- _TEXT PROVIDED_
※ ※ ※
On the bus we pass the Rock of Gibraltar on the left and the Victoria football ground to the right. The sun still shines down and it’s warm. Old school British red phone boxes sit on the pavement. The road signs are the British type. The traffic lights, too. It’s an odd, rather jarring mix. We pass a petrol station selling the rather unfortunately named, Gib Oil. Then Notre Dame School, which has long since disgorged its children for the day. Commuters whizz around on micro scooters on their way home from work.

The first of many thick stone walls of the old defensive reinforcements comes into view, leading here to the Waterport Casements area lightly filled with early evening drinkers. Onwards we go, past the quiet Khan’s Indian restaurant. Further up a group of Jehova’s Witnesses are packing up for the day. They appear jovial after a good shift’s soul saving, although there appear a lot of untaken copies of Watchtower still left on the stand.
※ ※ ※
- _PROVIDED MATERIAL_
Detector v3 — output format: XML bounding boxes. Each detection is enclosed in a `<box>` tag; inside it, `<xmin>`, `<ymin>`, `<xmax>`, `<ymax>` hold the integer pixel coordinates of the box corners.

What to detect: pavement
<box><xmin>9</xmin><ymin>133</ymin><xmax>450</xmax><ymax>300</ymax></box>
※ ※ ※
- _PROBLEMS AND TASKS_
- A) Reproduce part of the Gibraltar bus-ride passage, beginning at the words "On the bus we" and stopping after the words "home from work.".
- B) For each statement, say whether it agrees with the Gibraltar bus-ride passage, answering yes or no and quoting the deciding words: (i) The Rock of Gibraltar is passed on the right. (ii) The road signs are of the British type. (iii) Khan's Indian restaurant is busy.
- C) Put this sentence from the Gibraltar bus-ride passage into Spanish: "Commuters whizz around on micro scooters on their way home from work."
The lines are separate material, unrelated to the Gibraltar bus-ride passage.

- _SOLUTIONS IN ORDER_
- A)
On the bus we pass the Rock of Gibraltar on the left and the Victoria football ground to the right. The sun still shines down and it’s warm. Old school British red phone boxes sit on the pavement. The road signs are the British type. The traffic lights, too. It’s an odd, rather jarring mix. We pass a petrol station selling the rather unfortunately named, Gib Oil. Then Notre Dame School, which has long since disgorged its children for the day. Commuters whizz around on micro scooters on their way home from work.

- B)
(i) No: "we pass the Rock of Gibraltar on the left"
(ii) Yes: "The road signs are the British type."
(iii) No: "past the quiet Khan’s Indian restaurant"

- C) Los que vuelven del trabajo pasan zumbando en micropatinetes de camino a casa.